## ABOUT THIS TASK
Your answer should be one number: the count of lines below that contain "blurred".

Records from a data source:
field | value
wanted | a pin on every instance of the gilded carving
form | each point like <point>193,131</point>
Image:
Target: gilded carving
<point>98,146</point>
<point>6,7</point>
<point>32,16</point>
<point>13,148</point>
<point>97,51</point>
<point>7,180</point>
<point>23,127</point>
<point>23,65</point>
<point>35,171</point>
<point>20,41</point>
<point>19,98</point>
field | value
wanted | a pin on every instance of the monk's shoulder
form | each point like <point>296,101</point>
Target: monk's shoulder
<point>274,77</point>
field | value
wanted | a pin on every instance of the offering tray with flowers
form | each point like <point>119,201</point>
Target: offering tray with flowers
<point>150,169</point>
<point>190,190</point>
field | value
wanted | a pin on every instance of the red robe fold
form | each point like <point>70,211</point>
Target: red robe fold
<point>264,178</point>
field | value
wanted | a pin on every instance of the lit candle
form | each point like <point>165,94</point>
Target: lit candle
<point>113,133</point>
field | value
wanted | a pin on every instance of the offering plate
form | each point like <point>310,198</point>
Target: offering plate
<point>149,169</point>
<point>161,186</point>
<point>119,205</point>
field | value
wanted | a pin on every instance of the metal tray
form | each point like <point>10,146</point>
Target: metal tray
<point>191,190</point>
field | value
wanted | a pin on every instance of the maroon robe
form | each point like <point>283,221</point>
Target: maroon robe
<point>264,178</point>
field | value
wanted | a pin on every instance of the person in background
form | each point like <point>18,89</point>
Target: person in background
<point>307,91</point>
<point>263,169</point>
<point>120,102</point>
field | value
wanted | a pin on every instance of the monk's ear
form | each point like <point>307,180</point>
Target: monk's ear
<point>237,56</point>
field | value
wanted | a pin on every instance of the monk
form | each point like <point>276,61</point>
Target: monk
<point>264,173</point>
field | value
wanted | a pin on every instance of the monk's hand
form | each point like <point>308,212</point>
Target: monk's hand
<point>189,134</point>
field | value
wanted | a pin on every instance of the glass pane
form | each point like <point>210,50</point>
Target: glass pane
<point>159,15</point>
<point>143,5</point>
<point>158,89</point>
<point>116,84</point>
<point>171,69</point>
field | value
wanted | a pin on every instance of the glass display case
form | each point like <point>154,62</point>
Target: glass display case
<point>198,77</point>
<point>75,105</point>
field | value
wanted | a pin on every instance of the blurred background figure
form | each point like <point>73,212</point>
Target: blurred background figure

## YOUR RESPONSE
2